» **SELECTED PASSAGE**:
* * * * * * *

CPAP shmeepap

CPAP shmeepap.

I want a show of hands: Who’s had a sleep study and NOT been sentenced to a lifetime of sleeping with a breathing machine? Anyone?

After my first sleep study, I thought I’d defied the odds, but that was because I didn’t actually fall asleep. Who could sleep while being strangled by an octopus of wires and electrodes? Not this chronic insomniac. Ergo, no sleep apnea diagnosis, and no need for a Continuous Positive Airway Pressure machine, or CPAP.

However, my husbie kept insisting that I stop breathing at night, and okay, I often wake myself up coughing, but that’s just from dust, and once I jolted awake gasping for air, but that was a fluke. And yeah, I snore a wee bit, but I think I’m really just purring. And yes, I’m usually exhausted in the morning, but that’s only before the caffeine kicks in, and yes, I have blood pressure issues, but who doesn’t. And sure I have mood swings, fatigue and forgetfulness, but I can chalk all that up to menopause, and as for being cranky and short-tempered, it’s not that I’m cranky, it’s that other people are annoying.

So, there, Doc. That’s my story and I’m stickin’ to it, I tell her, as she continues ordering a referral for a second sleep study. Somehow, I managed to fall asleep long enough the second time to trigger a visit to a neurologist, who confirmed that yes, my snoring is minimal.

Ha!

However, he continued, when I enter into REM sleep, I score a 37, which is apparently a lethal number indicating that sleeping is hazardous to my health and I must be hooked up to a machine every night for the rest of my life.

Need I elaborate on the enthusiasm with which this information was greeted.

Sleep apnea. Phooey. Big fat fad, if you ask me. It’s the new fibromyalgia. Half the people I know seem to be sleeping with a CPAP attached to their face. Once upon a time, it was just called snoring, and no one thought it was particularly deadly. My grandmother snored like a coffee grinder and she lived in relatively perfect health until 103 years of age. What do you think of THAT, NeuroDoc?

* * * * * * *

» **SUPPLIED INFORMATION**:
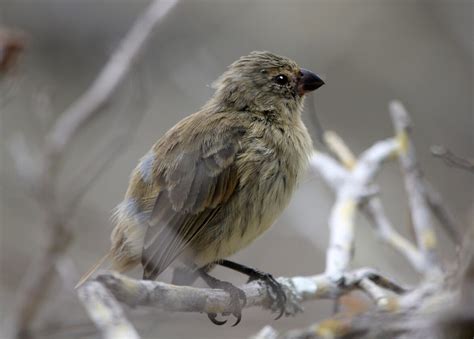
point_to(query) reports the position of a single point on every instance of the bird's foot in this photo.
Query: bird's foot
(238, 299)
(237, 302)
(275, 289)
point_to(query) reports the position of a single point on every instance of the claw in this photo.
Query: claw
(279, 294)
(212, 317)
(238, 315)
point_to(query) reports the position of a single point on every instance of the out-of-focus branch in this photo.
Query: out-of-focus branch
(106, 312)
(452, 159)
(44, 184)
(414, 185)
(350, 193)
(12, 43)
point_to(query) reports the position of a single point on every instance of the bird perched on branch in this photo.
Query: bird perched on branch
(219, 178)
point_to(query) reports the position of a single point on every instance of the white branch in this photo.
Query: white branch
(414, 185)
(349, 195)
(106, 312)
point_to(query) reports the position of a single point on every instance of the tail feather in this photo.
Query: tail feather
(92, 270)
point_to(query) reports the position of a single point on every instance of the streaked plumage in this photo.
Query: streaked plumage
(220, 177)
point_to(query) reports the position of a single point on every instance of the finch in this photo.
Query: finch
(219, 178)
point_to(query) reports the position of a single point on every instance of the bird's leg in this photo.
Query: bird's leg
(184, 276)
(278, 294)
(236, 294)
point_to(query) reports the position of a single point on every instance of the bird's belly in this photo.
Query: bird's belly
(251, 217)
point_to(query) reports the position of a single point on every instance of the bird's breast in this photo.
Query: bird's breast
(269, 172)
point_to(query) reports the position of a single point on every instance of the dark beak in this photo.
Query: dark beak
(308, 82)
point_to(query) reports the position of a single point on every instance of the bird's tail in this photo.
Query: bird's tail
(92, 270)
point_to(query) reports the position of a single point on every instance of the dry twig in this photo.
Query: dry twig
(43, 182)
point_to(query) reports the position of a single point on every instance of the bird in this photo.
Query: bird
(218, 179)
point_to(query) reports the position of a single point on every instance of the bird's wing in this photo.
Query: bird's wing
(198, 175)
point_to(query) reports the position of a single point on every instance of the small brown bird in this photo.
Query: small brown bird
(219, 178)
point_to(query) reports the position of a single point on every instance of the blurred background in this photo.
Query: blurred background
(368, 51)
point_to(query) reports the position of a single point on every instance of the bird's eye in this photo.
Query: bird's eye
(281, 79)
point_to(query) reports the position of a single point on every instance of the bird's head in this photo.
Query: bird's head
(263, 81)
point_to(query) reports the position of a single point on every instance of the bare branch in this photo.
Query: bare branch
(452, 159)
(106, 313)
(204, 300)
(109, 78)
(375, 212)
(39, 279)
(414, 184)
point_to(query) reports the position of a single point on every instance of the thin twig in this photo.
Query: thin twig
(452, 159)
(174, 298)
(353, 190)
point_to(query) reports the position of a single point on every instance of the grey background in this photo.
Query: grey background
(369, 52)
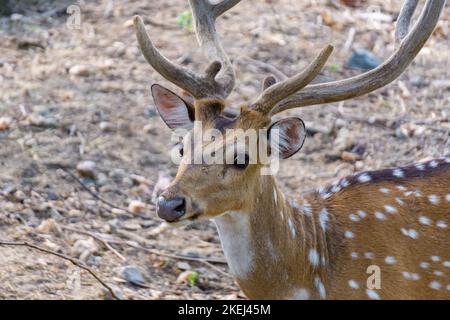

* * * * * * *

» **CHECK YOUR UNDERSTANDING**:
a) In the sleep apnea post, to what age did the writer's grandmother live?
b) Pick up the sleep apnea post after its last line and write a paragraph or two more in the same voice.
The listing is separate material, unrelated to the sleep apnea post.

» **ACTIVITY ANSWERS**:
a) She lived to 103.

b)
He remained unimpressed and rattled off all the ways sleeping could kill me without a CPAP — diabetes, stroke, heart attack. Crap. He said the magic word: Stroke. My mother died of that in her 50s, and my father was disabled from one at the same age. Nonetheless, I negotiated a two-month trial period with him, because I still think this sleep apnea thing is all a scam. If I don’t feel any different after that, I’m ditching it.

I call for an appointment to get hooked up, and imagine my surprise when I’m informed that the uninsured portion of this glorified hairdryer is a whopping $2,600. That could have triggered a stroke right there. I told the gal on the phone to just forget it. Staying alive is too expensive. I’ll just take my chances and hope I have my grandmother’s genes and not my parents’.

But she objected and explained how number 37 is a really big, bad, hairy, scary thing, and if I don’t get the CPAP, it’ll cause fatigue, emotional stress and overall misery. Yeah? So will paying for a $2,600 hairdryer on my measly salary. It’s not do-able, I told her, and that’s that — particularly when it’s only for a two-month trial. She wasn’t giving up that easy, however, and offered to rent me a CPAP. All the money would go toward a purchase if I want one. And, she said, there are cheaper models.

OK, fine. I’ll go along with this if only to prove that I don’t need it.

So, I arrive for my fitting, and am offered my choice of face masks ranging from nose-only to full face. They’re all hideous. I look like Ganesh in a gas mask.

“Don’t you have a Victoria’s Secret model?” I ask the young, pretty technician, as I imagine how fetching I’ll be, breathing like Darth Vader… “Luuuuhhhhkkke … will you have sex with meeehhhh.” There goes my sex life.

“I don’t care which one,” I finally tell her dejectedly. “Just give me the one that gets the fewest complaints.”

I then ask a zillion questions about how to keep the hose and mask from crawling with bacteria that I’d be inhaling straight into my sinuses, and won’t I get pneumonia from having cold mist forced into my lungs all night, and I could tell she thought my anxiety about germs and disease was almost as creepy as a woman my age caring about her sex life.

Almost.

You’ll get there too, Missy. You’ll get there too.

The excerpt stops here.